__DESCRIPTION OF THE TASK__
Find "Test: the pointer marks one pixel per instance of the metal" in the data, then restate the line it sits in and every later line word for word, ending with the last line.

[Stored items from a collection]
#####
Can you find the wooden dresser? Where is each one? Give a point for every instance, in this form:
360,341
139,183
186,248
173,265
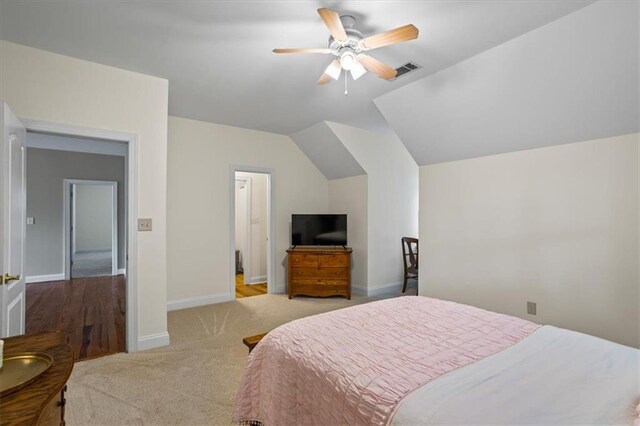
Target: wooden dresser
42,402
319,271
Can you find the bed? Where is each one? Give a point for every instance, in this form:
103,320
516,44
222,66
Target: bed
419,360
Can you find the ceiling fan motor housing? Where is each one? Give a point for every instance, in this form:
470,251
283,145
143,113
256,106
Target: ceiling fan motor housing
354,38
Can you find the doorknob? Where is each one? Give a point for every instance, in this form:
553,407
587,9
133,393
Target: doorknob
6,278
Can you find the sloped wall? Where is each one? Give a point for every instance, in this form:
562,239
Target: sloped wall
557,226
392,200
572,80
350,196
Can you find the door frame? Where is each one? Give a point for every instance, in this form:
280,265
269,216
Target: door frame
246,266
69,215
130,205
270,226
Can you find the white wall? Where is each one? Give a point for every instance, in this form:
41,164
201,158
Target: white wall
392,200
557,226
55,88
349,196
572,80
93,215
200,156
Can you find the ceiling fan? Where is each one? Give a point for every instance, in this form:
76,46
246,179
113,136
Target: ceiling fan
348,45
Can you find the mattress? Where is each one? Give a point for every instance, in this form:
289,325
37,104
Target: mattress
418,360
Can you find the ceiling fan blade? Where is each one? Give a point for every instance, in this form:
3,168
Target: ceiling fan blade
398,35
311,50
332,21
377,67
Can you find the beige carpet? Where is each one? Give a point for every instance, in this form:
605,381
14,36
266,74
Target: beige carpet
192,381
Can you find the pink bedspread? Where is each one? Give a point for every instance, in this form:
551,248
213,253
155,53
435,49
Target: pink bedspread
355,365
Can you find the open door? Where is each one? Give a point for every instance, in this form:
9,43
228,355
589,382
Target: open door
12,223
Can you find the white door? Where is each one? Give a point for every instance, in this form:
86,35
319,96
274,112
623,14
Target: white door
12,222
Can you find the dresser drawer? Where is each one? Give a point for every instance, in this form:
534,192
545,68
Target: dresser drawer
333,260
320,282
304,260
335,273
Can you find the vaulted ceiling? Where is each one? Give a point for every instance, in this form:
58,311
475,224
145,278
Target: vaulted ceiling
218,60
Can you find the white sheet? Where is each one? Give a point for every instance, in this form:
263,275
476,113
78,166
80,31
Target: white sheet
552,377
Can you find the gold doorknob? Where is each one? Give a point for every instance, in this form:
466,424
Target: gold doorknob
6,278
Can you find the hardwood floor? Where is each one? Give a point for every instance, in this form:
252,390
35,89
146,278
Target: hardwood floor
91,312
243,290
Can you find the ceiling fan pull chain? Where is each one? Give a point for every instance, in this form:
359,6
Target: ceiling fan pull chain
346,79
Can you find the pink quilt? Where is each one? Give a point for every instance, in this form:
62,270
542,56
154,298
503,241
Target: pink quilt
355,365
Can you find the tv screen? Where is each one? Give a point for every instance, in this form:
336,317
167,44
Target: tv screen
319,229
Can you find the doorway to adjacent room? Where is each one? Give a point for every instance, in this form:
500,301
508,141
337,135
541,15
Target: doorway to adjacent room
251,227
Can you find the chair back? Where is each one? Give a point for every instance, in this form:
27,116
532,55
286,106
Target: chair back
410,255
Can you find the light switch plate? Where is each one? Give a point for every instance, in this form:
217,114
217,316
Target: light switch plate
145,224
532,308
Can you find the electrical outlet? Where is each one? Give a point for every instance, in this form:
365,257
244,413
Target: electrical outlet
532,308
145,224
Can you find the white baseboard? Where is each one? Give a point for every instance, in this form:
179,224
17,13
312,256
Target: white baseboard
384,289
44,278
192,302
153,341
259,279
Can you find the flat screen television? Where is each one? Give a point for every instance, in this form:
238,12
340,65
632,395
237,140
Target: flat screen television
319,230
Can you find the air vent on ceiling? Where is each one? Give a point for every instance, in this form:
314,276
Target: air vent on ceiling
406,69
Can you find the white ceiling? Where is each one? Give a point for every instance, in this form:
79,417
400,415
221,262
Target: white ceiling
576,79
218,60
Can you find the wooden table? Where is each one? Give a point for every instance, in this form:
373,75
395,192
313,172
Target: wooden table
252,341
42,402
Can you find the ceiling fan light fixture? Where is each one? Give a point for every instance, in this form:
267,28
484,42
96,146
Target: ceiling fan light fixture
357,70
334,70
348,60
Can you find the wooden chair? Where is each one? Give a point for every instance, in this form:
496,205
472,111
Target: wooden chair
410,259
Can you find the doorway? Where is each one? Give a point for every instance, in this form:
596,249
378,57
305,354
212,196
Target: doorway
81,258
251,226
91,216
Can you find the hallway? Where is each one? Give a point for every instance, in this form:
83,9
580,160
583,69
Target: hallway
91,311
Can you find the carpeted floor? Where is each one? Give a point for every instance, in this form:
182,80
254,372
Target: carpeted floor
192,381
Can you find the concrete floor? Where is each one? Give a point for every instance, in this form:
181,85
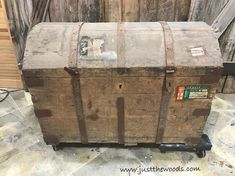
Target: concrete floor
24,153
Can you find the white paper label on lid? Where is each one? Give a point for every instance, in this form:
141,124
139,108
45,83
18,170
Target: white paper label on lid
199,51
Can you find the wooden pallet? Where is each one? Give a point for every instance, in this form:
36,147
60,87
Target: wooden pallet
9,72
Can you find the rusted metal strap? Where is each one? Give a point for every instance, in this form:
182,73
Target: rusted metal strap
121,119
168,80
74,51
75,82
120,45
79,109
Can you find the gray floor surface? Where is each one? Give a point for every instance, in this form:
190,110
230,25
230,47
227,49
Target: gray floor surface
24,153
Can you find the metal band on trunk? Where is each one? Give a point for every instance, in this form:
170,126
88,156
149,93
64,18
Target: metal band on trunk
75,82
168,80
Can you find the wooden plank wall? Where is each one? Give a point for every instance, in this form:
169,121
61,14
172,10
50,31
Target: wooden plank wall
208,11
146,10
23,14
9,72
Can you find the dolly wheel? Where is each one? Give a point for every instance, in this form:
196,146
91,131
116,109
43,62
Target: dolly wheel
201,153
55,147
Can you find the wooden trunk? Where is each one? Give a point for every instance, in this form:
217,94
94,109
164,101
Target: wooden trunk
122,83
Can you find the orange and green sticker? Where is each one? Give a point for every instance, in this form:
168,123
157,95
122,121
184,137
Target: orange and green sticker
192,92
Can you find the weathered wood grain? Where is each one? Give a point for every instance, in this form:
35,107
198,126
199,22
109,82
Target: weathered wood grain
9,72
138,82
146,10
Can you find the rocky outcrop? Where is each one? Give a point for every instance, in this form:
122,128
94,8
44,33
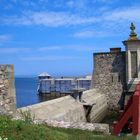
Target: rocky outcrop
7,90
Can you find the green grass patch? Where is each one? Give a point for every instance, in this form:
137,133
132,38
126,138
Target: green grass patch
22,130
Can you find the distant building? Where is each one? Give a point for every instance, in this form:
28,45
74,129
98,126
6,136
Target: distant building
48,84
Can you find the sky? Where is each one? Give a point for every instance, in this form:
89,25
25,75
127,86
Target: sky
60,36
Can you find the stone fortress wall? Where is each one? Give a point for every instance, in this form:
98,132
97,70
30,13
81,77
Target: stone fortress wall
93,108
7,90
109,75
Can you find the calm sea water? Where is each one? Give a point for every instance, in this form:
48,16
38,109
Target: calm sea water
26,92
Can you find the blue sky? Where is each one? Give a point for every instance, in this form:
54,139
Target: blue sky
60,36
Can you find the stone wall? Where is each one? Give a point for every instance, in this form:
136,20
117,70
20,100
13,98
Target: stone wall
61,109
96,105
100,127
7,90
109,76
93,106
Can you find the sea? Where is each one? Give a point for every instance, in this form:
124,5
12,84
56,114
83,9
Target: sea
26,91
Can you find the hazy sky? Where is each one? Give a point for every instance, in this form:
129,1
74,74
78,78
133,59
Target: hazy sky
60,36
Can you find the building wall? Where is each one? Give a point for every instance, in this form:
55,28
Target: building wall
7,90
109,76
70,110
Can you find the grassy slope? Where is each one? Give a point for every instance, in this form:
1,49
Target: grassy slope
21,130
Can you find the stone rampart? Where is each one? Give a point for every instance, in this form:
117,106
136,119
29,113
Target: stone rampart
61,109
97,105
109,76
7,90
93,106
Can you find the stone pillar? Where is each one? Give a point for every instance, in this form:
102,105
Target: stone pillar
132,46
7,90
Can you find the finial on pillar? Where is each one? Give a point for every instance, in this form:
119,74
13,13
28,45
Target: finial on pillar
133,35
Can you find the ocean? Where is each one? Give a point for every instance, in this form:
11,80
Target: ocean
26,92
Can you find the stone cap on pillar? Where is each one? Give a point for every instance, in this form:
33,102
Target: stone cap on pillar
133,36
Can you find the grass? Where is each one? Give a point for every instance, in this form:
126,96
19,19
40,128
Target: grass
22,130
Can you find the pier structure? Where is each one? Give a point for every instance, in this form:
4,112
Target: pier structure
48,84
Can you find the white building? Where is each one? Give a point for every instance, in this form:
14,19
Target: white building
47,84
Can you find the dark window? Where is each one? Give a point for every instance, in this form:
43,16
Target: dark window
134,73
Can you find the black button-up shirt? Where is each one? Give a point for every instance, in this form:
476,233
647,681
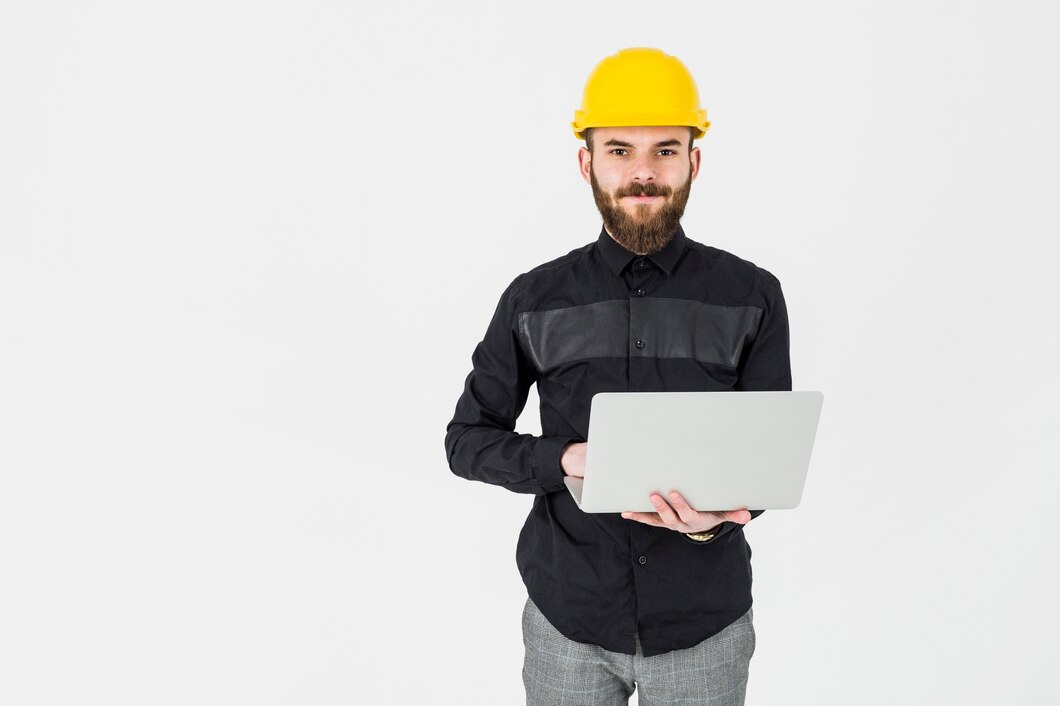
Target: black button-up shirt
602,319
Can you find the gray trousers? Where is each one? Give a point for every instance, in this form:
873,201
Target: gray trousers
558,671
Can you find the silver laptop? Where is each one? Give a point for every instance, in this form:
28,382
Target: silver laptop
722,451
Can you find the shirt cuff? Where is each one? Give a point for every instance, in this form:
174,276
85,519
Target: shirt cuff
545,461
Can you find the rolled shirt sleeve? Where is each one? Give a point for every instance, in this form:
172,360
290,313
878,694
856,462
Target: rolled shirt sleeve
480,441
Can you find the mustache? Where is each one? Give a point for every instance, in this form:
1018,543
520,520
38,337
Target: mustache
648,189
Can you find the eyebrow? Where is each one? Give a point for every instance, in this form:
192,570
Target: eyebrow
665,143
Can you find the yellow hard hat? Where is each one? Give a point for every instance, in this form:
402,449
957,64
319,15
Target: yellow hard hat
640,87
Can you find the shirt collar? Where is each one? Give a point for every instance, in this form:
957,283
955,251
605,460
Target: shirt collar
617,257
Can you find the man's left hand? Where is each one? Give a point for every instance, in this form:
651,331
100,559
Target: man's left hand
681,517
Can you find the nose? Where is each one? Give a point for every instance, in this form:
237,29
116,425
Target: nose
642,170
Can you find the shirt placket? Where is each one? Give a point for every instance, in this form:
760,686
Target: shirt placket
642,275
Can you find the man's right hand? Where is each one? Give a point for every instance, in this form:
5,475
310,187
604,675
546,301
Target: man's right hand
572,460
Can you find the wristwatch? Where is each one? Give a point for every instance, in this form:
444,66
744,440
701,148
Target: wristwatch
706,535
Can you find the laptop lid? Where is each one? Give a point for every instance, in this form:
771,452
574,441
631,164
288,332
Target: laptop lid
722,451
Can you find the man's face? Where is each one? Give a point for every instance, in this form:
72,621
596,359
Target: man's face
640,178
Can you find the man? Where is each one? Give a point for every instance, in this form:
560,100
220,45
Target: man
658,601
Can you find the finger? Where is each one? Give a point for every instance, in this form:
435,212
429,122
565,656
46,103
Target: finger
740,516
666,512
687,513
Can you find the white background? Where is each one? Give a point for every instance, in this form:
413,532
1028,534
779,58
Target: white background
246,250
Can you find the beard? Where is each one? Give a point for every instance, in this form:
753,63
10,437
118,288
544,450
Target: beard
643,232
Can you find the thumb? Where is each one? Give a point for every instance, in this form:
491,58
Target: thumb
739,516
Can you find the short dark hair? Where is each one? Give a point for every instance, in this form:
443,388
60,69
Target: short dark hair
588,138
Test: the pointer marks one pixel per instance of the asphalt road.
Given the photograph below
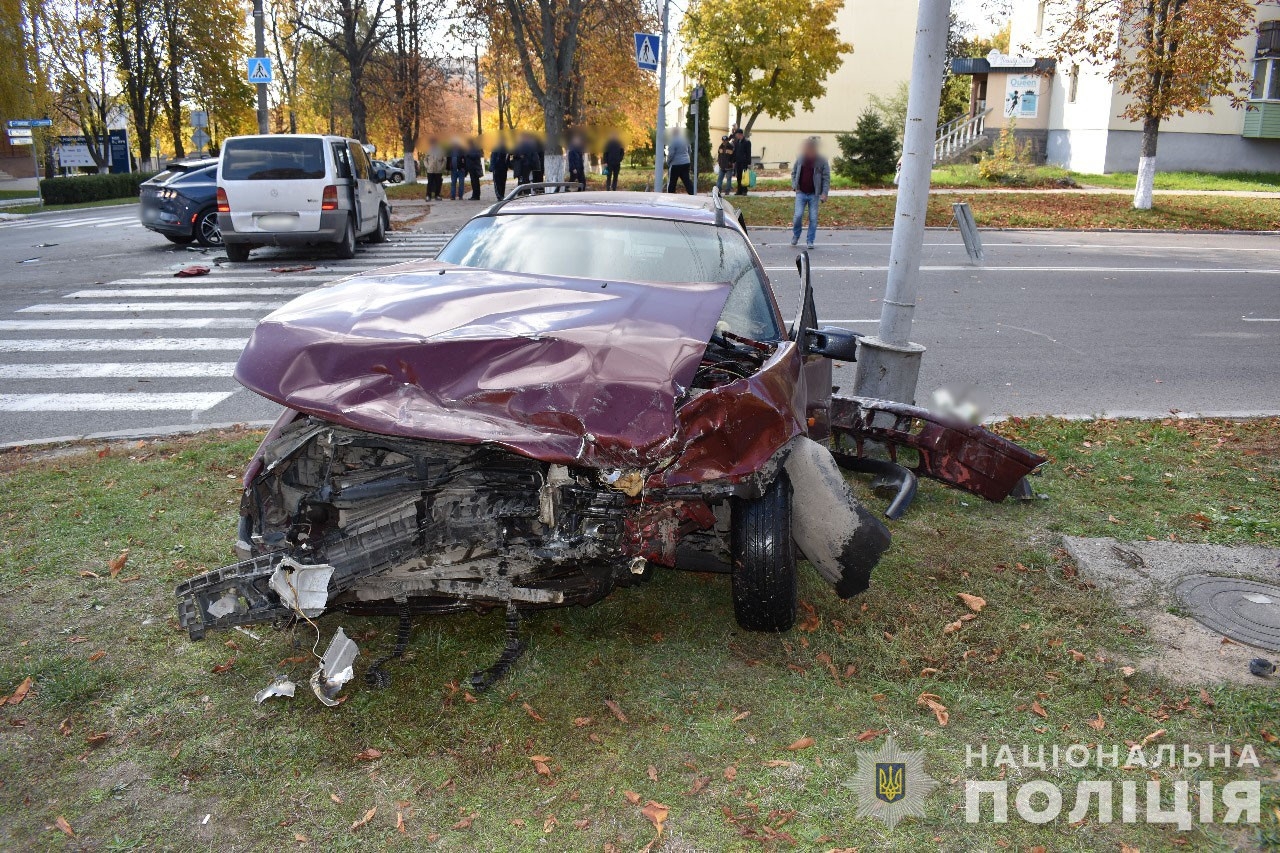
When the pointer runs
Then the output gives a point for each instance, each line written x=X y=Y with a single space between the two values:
x=96 y=336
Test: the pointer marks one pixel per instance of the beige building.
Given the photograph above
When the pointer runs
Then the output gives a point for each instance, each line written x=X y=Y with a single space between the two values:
x=883 y=37
x=1074 y=118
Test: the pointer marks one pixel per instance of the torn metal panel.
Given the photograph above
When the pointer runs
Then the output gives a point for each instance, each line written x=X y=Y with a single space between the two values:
x=336 y=669
x=731 y=432
x=836 y=533
x=949 y=450
x=560 y=369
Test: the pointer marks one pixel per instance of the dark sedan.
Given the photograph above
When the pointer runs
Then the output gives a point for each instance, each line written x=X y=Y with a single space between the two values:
x=179 y=203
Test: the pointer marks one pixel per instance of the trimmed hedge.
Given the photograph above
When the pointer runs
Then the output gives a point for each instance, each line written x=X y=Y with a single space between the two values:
x=92 y=187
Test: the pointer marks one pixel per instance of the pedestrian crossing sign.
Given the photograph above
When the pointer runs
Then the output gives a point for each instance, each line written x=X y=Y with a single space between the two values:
x=647 y=50
x=259 y=69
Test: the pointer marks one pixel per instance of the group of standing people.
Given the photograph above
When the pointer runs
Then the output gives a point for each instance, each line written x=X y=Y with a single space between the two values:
x=734 y=159
x=525 y=160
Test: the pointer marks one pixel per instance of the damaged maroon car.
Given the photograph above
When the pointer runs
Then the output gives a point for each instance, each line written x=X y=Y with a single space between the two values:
x=581 y=387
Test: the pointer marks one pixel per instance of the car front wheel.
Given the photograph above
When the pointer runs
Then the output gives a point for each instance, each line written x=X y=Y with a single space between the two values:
x=206 y=228
x=764 y=560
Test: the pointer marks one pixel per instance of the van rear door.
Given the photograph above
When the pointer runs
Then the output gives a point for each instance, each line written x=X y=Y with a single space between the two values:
x=274 y=183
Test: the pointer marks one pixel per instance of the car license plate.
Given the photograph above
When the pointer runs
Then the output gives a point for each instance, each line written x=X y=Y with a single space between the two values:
x=277 y=222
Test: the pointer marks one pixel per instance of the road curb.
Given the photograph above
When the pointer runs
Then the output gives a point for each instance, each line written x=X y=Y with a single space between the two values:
x=192 y=429
x=1183 y=232
x=133 y=434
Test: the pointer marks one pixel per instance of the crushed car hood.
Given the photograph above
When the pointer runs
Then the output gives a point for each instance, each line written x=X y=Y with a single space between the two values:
x=566 y=370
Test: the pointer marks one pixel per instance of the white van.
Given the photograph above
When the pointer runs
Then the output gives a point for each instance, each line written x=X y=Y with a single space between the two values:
x=293 y=190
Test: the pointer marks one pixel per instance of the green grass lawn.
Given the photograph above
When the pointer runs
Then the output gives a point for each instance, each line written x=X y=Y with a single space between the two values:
x=1036 y=210
x=1230 y=181
x=133 y=734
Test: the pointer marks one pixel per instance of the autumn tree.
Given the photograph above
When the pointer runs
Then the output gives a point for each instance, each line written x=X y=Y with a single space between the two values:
x=353 y=30
x=1168 y=56
x=80 y=68
x=135 y=42
x=769 y=56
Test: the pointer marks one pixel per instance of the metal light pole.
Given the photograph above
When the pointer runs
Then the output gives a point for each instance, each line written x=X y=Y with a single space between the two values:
x=260 y=50
x=479 y=123
x=659 y=136
x=888 y=364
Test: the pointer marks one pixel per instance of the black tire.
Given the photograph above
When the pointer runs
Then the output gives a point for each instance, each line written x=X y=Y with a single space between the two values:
x=384 y=224
x=208 y=232
x=237 y=252
x=764 y=560
x=347 y=245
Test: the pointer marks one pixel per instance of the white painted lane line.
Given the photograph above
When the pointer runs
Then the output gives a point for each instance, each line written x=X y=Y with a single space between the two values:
x=204 y=281
x=1162 y=270
x=97 y=324
x=104 y=293
x=80 y=223
x=129 y=308
x=113 y=402
x=181 y=369
x=120 y=345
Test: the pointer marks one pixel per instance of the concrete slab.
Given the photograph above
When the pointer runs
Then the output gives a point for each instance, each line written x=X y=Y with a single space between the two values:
x=1142 y=578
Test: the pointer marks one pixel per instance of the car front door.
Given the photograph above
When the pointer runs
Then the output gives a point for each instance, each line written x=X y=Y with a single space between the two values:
x=366 y=201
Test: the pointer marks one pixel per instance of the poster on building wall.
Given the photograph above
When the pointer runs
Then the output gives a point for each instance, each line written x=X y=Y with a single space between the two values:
x=1022 y=96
#####
__EXERCISE RESULT__
Test: the pointer marks one pixel per instance of the metal light pole.
Given the photograph above
When the pointer runs
Then the output gives a point for each instance, each line written x=X y=Y with a single space between the two values:
x=260 y=50
x=479 y=123
x=659 y=136
x=888 y=364
Test: the pointer marks one pixel per instance of the black tire.
Given the photograph above
When the pointer runs
Then the output gives a point for each instance, each line written x=X y=Y with a single space between the two values:
x=384 y=224
x=208 y=232
x=237 y=252
x=764 y=560
x=347 y=245
Test: the pointer marks one pixel per instance of the white painted lane line.
Given the photograph above
When the pointer runs
Then the output gives a point for each instance, each line written x=X y=Y with a single space between the two values:
x=204 y=281
x=1162 y=270
x=97 y=324
x=104 y=293
x=80 y=223
x=129 y=308
x=113 y=402
x=181 y=369
x=120 y=345
Test: the pointer marks one pixel per instance of the concrete slab.
Given the photograph above
When the pointer runs
Then the output gives a point for each instance, each line written x=X y=Y with a single space between the two values:
x=1142 y=578
Test: the pointer marks one pixel per instance of the car front door.
Given the photograph above
When the pointer runs
Then the output gives a point for each instance, each line written x=X y=Y with a single space between the two values:
x=366 y=201
Test: the pointer marks one pixel per instance of the poster on building wall.
Given the photograph above
When the pointer runs
Then the output gives a point for each instance, each line written x=X y=Y with a single space between the two values:
x=1022 y=96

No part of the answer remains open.